▶ **Problem statement**
Each line of the data must be written out again verbatim; no image belongs in the copy.

▶ **Listed entries**
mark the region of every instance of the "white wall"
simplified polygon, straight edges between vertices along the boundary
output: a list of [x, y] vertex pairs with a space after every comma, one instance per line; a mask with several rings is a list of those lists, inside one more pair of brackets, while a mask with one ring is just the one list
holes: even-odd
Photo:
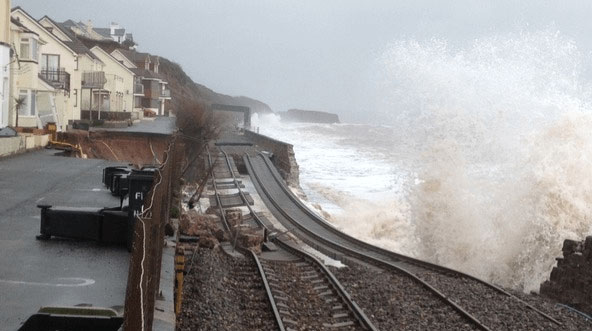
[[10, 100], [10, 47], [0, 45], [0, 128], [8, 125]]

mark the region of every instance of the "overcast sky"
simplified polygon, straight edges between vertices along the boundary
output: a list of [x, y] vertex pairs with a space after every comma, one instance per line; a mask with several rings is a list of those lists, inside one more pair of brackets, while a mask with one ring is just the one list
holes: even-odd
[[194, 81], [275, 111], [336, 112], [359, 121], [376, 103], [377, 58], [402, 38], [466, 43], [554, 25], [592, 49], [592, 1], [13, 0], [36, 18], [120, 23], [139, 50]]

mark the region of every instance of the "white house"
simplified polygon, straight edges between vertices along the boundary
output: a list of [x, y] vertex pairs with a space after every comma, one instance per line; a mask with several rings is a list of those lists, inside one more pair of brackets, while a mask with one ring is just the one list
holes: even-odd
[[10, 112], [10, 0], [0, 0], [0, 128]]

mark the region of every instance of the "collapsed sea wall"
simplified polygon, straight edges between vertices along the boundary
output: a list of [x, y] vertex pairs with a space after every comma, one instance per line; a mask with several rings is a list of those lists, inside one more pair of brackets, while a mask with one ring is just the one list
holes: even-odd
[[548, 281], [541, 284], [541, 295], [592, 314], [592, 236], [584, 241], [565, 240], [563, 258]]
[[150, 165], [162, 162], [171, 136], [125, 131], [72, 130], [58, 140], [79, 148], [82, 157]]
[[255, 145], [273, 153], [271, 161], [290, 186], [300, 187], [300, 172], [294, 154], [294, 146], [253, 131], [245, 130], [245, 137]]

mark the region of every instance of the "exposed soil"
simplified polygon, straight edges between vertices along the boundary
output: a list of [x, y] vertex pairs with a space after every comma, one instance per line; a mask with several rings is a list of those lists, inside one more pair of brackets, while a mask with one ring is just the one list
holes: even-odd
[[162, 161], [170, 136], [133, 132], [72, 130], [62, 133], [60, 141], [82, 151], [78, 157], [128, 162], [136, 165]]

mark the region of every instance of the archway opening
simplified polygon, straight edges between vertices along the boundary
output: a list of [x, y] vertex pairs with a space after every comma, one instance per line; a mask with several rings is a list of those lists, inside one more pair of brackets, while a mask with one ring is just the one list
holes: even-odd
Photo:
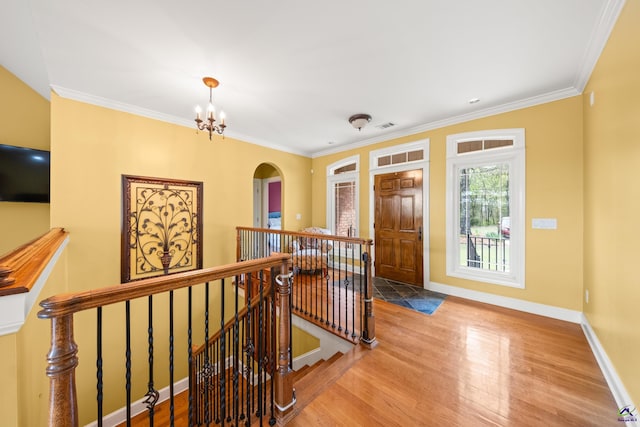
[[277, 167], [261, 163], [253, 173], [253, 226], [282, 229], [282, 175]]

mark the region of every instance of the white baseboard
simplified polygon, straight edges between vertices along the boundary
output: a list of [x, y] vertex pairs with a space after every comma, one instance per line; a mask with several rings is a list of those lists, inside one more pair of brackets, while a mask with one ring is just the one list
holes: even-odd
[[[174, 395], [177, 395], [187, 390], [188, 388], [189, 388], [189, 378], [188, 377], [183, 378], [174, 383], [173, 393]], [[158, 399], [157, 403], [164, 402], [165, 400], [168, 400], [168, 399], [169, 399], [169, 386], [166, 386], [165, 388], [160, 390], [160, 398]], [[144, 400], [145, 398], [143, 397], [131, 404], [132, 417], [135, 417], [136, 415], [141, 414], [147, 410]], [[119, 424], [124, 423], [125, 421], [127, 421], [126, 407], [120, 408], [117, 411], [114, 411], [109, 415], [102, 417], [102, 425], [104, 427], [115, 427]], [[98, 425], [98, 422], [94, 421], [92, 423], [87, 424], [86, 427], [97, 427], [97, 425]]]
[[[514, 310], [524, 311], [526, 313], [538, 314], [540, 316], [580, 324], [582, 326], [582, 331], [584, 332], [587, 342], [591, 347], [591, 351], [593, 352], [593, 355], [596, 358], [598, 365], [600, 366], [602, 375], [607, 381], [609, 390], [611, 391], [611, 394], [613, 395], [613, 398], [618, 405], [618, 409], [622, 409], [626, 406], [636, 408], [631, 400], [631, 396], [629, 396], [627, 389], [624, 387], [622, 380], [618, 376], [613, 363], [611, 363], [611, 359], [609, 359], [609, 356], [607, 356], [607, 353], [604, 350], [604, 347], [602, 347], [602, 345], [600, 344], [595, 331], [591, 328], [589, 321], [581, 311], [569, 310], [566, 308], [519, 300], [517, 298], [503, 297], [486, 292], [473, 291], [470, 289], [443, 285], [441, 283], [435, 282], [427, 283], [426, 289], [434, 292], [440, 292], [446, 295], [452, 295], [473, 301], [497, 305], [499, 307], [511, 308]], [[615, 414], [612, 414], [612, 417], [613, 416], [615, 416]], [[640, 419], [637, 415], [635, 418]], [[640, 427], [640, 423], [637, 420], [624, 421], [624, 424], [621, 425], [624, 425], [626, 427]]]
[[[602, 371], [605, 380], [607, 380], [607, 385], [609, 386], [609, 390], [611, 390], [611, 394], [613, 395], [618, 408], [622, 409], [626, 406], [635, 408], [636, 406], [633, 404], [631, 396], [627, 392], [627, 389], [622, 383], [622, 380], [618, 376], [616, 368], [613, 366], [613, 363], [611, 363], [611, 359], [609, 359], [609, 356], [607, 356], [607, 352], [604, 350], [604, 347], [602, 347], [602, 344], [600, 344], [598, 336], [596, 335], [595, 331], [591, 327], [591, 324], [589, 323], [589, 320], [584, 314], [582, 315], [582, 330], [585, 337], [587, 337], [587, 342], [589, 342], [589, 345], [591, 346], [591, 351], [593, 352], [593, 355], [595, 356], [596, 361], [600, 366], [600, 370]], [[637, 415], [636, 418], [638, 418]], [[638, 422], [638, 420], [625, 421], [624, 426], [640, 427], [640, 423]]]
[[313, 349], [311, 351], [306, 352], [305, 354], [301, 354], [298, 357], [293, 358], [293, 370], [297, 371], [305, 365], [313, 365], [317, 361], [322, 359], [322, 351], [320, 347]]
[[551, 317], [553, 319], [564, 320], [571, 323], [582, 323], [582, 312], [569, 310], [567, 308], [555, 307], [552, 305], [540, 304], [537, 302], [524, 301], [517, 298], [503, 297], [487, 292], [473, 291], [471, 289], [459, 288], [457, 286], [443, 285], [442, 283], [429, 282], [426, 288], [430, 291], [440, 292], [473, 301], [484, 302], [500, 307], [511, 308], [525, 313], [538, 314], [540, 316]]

▶ **Response below**
mark the region of every instance of the "white wall"
simplified polygon, straight edges between vertices along the boundary
output: a list of [x, y] vertex pairs with a space after every comma, one instance per line; a mask with several rings is a list of those lists, inside one more pair of brackets, while a mask with one ring is just the one list
holes: even-odd
Photo:
[[10, 100], [10, 47], [0, 45], [0, 128], [8, 125]]

mark the region of every instance of the "overcast sky"
simplified polygon, straight edges between vertices along the boundary
output: a list of [x, y] vertex pairs with a space after every comma, one instance per line; a mask with several rings is a list of those lists, inside one more pair of brackets, while a mask with one ring is just the one list
holes: even-odd
[[194, 81], [275, 111], [336, 112], [359, 121], [376, 103], [377, 58], [402, 38], [466, 43], [554, 25], [592, 49], [592, 1], [13, 0], [36, 18], [120, 23], [139, 50]]

mark the region of every instance of the "white house"
simplified polygon, straight edges between vertices along the boundary
output: a list of [x, y] vertex pairs with a space after every comma, one instance per line; a mask with several rings is a list of those lists, inside one more pair of brackets, while a mask with one ring is just the one list
holes: even-odd
[[10, 112], [10, 0], [0, 0], [0, 128]]

mark the region of every instance of the "collapsed sea wall"
simplified polygon, straight edges between vertices along the boundary
output: a list of [x, y] vertex pairs with a space after every comma, one instance per line; a mask with several rings is a list of those lists, inside one more pair of brackets, while a mask with one ring is just the one list
holes: even-odd
[[548, 281], [541, 284], [541, 295], [592, 314], [592, 236], [584, 241], [565, 240], [563, 258]]
[[150, 165], [162, 162], [171, 136], [125, 131], [72, 130], [58, 140], [79, 148], [82, 157]]
[[255, 145], [273, 153], [271, 161], [290, 186], [300, 187], [300, 172], [294, 154], [294, 146], [253, 131], [245, 130], [245, 137]]

mark the region of every instance of the "exposed soil"
simplified polygon, straight edges between vertices along the boundary
output: a list of [x, y] vertex pairs with a space after every comma, one instance per line; a mask with several rings is a list of those lists, inside one more pair of brackets, while a mask with one ring is just the one list
holes: even-odd
[[162, 161], [170, 136], [133, 132], [72, 130], [62, 133], [60, 141], [82, 151], [78, 157], [128, 162], [136, 165]]

mark the region of every instance of the archway opening
simplified polygon, straight edges between vertices along the boundary
output: a list of [x, y] vertex pairs with a space after every comma, one instance per line; a mask with several rings is a list of those lists, inside one more pair of brackets, while a mask with one ring is just the one list
holes: even-odd
Photo:
[[277, 167], [261, 163], [253, 173], [253, 226], [282, 229], [282, 175]]

mark the region of every instance of the white baseboard
simplified polygon, straight edges between vertices along the boundary
output: a list of [x, y] vertex pairs with a space after every comma, one instance per line; a mask with several rings is a list of those lists, inside one more pair of brackets, while a mask with one ring is just the one list
holes: even-odd
[[[174, 395], [177, 395], [187, 390], [188, 388], [189, 388], [189, 378], [188, 377], [183, 378], [174, 383], [173, 393]], [[158, 399], [157, 403], [164, 402], [165, 400], [168, 400], [168, 399], [169, 399], [169, 386], [166, 386], [165, 388], [160, 390], [160, 398]], [[144, 400], [145, 398], [143, 397], [131, 404], [132, 417], [135, 417], [136, 415], [141, 414], [147, 410]], [[119, 424], [124, 423], [125, 421], [127, 421], [126, 407], [120, 408], [117, 411], [114, 411], [109, 415], [102, 417], [102, 425], [104, 427], [115, 427]], [[98, 425], [98, 422], [94, 421], [92, 423], [87, 424], [86, 427], [97, 427], [97, 425]]]
[[[514, 310], [524, 311], [526, 313], [538, 314], [540, 316], [580, 324], [582, 326], [582, 331], [584, 332], [587, 342], [591, 347], [591, 351], [593, 352], [593, 355], [596, 358], [598, 365], [600, 366], [602, 375], [607, 381], [609, 390], [611, 391], [611, 394], [613, 395], [613, 398], [618, 405], [618, 409], [622, 409], [626, 406], [636, 408], [631, 400], [631, 396], [629, 396], [627, 389], [624, 387], [622, 380], [618, 376], [613, 363], [611, 363], [611, 359], [609, 359], [609, 356], [607, 356], [607, 353], [604, 350], [604, 347], [602, 347], [602, 345], [600, 344], [595, 331], [591, 328], [589, 321], [581, 311], [569, 310], [566, 308], [519, 300], [517, 298], [503, 297], [486, 292], [473, 291], [470, 289], [443, 285], [441, 283], [435, 282], [427, 283], [426, 289], [434, 292], [440, 292], [446, 295], [452, 295], [473, 301], [497, 305], [499, 307], [511, 308]], [[615, 414], [612, 414], [612, 417], [613, 416], [615, 416]], [[640, 419], [637, 415], [635, 418]], [[640, 427], [640, 423], [637, 420], [624, 421], [624, 424], [621, 425], [624, 425], [626, 427]]]
[[[602, 371], [605, 380], [607, 380], [607, 385], [609, 386], [609, 390], [611, 390], [611, 394], [613, 395], [618, 408], [622, 409], [626, 406], [635, 408], [636, 406], [633, 404], [631, 396], [627, 392], [627, 389], [622, 383], [622, 380], [618, 376], [616, 368], [613, 366], [613, 363], [611, 363], [611, 359], [609, 359], [609, 356], [607, 356], [607, 352], [604, 350], [604, 347], [602, 347], [602, 344], [600, 344], [598, 336], [596, 335], [595, 331], [591, 327], [591, 324], [589, 323], [589, 320], [584, 314], [582, 315], [582, 330], [585, 337], [587, 337], [587, 342], [589, 342], [589, 345], [591, 346], [591, 351], [593, 352], [593, 355], [595, 356], [596, 361], [600, 366], [600, 370]], [[637, 415], [636, 418], [638, 418]], [[638, 422], [638, 420], [625, 421], [624, 426], [640, 427], [640, 423]]]
[[313, 349], [311, 351], [306, 352], [305, 354], [301, 354], [298, 357], [293, 358], [293, 370], [297, 371], [305, 365], [313, 365], [317, 361], [322, 359], [322, 351], [320, 347]]
[[551, 317], [553, 319], [564, 320], [571, 323], [582, 323], [582, 312], [569, 310], [567, 308], [555, 307], [552, 305], [540, 304], [537, 302], [524, 301], [517, 298], [503, 297], [487, 292], [473, 291], [471, 289], [459, 288], [457, 286], [443, 285], [442, 283], [429, 282], [426, 288], [430, 291], [440, 292], [473, 301], [484, 302], [500, 307], [511, 308], [525, 313], [538, 314], [540, 316]]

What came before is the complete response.